### [To do]
Copy the data that follows exactly as it is, excluding all pictures.

### [Supplied material]
[Start of section]

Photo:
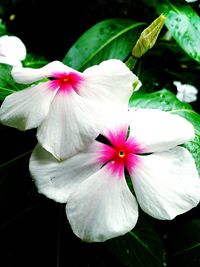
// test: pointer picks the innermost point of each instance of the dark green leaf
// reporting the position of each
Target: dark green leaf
(165, 100)
(7, 84)
(112, 38)
(184, 244)
(33, 61)
(184, 25)
(141, 247)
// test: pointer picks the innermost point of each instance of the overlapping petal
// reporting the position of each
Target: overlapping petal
(69, 127)
(12, 47)
(29, 75)
(58, 179)
(166, 183)
(156, 130)
(27, 109)
(102, 207)
(109, 81)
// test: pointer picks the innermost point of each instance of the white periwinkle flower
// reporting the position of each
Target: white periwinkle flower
(186, 92)
(12, 50)
(71, 108)
(100, 205)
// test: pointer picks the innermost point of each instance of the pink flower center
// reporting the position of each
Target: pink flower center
(121, 154)
(66, 82)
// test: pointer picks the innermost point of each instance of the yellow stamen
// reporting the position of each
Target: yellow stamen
(121, 154)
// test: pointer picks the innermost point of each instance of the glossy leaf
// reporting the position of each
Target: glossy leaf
(165, 100)
(7, 84)
(184, 244)
(184, 25)
(142, 247)
(111, 38)
(34, 61)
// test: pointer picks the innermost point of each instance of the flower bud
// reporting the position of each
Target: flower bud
(148, 37)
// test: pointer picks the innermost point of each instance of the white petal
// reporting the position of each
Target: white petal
(167, 183)
(109, 84)
(186, 92)
(29, 75)
(12, 47)
(27, 108)
(58, 179)
(10, 61)
(69, 127)
(155, 130)
(102, 207)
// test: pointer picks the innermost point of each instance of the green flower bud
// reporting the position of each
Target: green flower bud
(148, 37)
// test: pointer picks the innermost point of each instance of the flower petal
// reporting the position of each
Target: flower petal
(58, 179)
(167, 183)
(26, 109)
(102, 207)
(29, 75)
(155, 130)
(12, 47)
(11, 61)
(110, 83)
(70, 126)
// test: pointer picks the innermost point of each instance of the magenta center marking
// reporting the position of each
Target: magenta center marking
(121, 154)
(66, 82)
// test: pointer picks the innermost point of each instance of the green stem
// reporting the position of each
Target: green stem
(14, 159)
(131, 62)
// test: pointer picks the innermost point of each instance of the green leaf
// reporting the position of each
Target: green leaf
(3, 30)
(7, 84)
(141, 247)
(184, 244)
(165, 100)
(34, 61)
(184, 25)
(112, 38)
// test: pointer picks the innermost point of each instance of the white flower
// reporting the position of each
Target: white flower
(186, 92)
(92, 183)
(71, 108)
(12, 50)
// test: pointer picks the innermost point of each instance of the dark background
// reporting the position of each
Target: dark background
(33, 229)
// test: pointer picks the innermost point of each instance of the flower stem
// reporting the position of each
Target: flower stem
(131, 62)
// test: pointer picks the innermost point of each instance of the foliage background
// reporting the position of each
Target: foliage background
(33, 229)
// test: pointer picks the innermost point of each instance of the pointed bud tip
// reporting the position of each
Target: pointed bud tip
(148, 37)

[End of section]

### [Solution below]
Photo:
// test: pointer picks the innermost point of each instance of the dark green leaf
// reporting the position of each
Target: dark green leaf
(165, 100)
(7, 84)
(112, 38)
(184, 244)
(33, 61)
(184, 25)
(141, 247)
// test: pointer picks the innermost point of each instance of the overlapping petal
// reporting the position of each
Target: overlapping petal
(69, 127)
(12, 47)
(29, 75)
(58, 179)
(166, 183)
(156, 130)
(27, 109)
(102, 207)
(109, 81)
// test: pointer picks the innermost point of each instance of the white periwinkle flower
// reporting the position of each
Target: white periwinkle flower
(186, 92)
(12, 50)
(71, 108)
(100, 205)
// test: pointer picks the innermost point of each instance of the pink flower center
// reporting the position of each
Target: pink flower center
(121, 154)
(66, 82)
// test: pointer picks the innermost point of each instance of the yellow stamen
// reporting the position of each
Target: yellow stamen
(121, 154)
// test: pointer picks the innermost point of each instance of the glossy leaf
// reporting the position of each
Target: glossy leaf
(165, 100)
(7, 84)
(184, 244)
(184, 25)
(142, 247)
(111, 38)
(34, 61)
// test: pointer picks the innermost point of each instance of the flower bud
// reporting the position of each
Target: flower bud
(148, 37)
// test: pointer picks the innermost point of each instance of the white petal
// reporting the position of each
Target: white petal
(167, 183)
(109, 84)
(186, 92)
(29, 75)
(12, 47)
(27, 108)
(58, 179)
(10, 61)
(69, 127)
(155, 130)
(102, 207)
// test: pointer picks the innermost point of each instance of the green flower bud
// reporting the position of each
Target: green flower bud
(148, 37)
// test: pointer picks the innermost point of each instance of the flower petal
// reporting the position of each
Target: flower petal
(58, 179)
(167, 183)
(26, 109)
(102, 207)
(29, 75)
(155, 130)
(12, 47)
(11, 61)
(110, 83)
(70, 126)
// test: pointer picks the innermost point of each instance of the magenta center marking
// reporting the position of each
Target: magenta center marking
(121, 154)
(66, 82)
// test: pointer picks the innermost point of each instance of the green stem
// reporting the position of each
Target: green stem
(14, 159)
(131, 62)
// test: pointer picks the innermost point of each instance of the green leaf
// reporting the position of each
Target: green leaf
(3, 30)
(7, 84)
(141, 247)
(184, 244)
(165, 100)
(34, 61)
(184, 25)
(112, 38)
// test: pointer picks the innermost point of each instance of the white flower
// reporting the position of each
Target: white flower
(186, 92)
(92, 183)
(71, 108)
(12, 50)
// test: pointer picks the innermost point of each instance of the dark background
// reporting the position of each
Target: dark background
(33, 229)
// test: pointer picks the innermost point of each instance of the flower stem
// reporting the position of each
Target: flower stem
(131, 62)
// test: pointer picks the innermost point of each instance of the foliage background
// reporting the position of each
Target: foliage background
(33, 229)
// test: pointer picks the innermost point of each instance of the pointed bud tip
// reporting the position of each
Target: pointed bud tip
(148, 37)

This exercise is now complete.